__Exercise task__. Arrange the lines of the rows below as a numbered list, skipping any blank lines. Omit the pictures from your list.

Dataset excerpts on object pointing
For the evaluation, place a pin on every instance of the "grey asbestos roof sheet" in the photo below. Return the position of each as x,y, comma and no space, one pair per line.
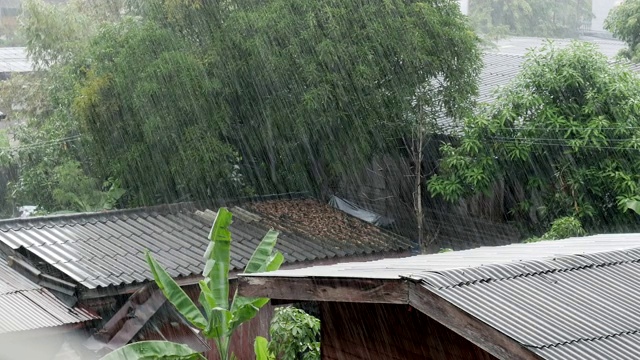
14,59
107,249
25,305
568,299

__Finished task__.
1. For the evaluation, place a pin on every instance of the "grey asbestos roof sheet" in the photo below. Return the position of each as x,y, comma and no space, one pair per line.
2. 14,59
3. 107,249
4. 25,305
5. 568,299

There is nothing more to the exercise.